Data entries
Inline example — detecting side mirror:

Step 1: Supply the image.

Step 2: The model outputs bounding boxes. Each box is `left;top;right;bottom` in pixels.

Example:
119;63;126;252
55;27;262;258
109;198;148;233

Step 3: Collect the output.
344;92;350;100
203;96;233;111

Task brief: Copy each of the items above line by line, with no change to any character.

Exercise answer:
Inline example — detecting side mirror:

Step 1: Supply the image.

Step 2: The model outputs bounding boxes. Each box is `left;top;right;bottom` in pixels.

Example:
119;63;126;252
55;27;262;258
109;198;148;233

Step 3: Collect the output.
344;92;350;100
203;96;233;111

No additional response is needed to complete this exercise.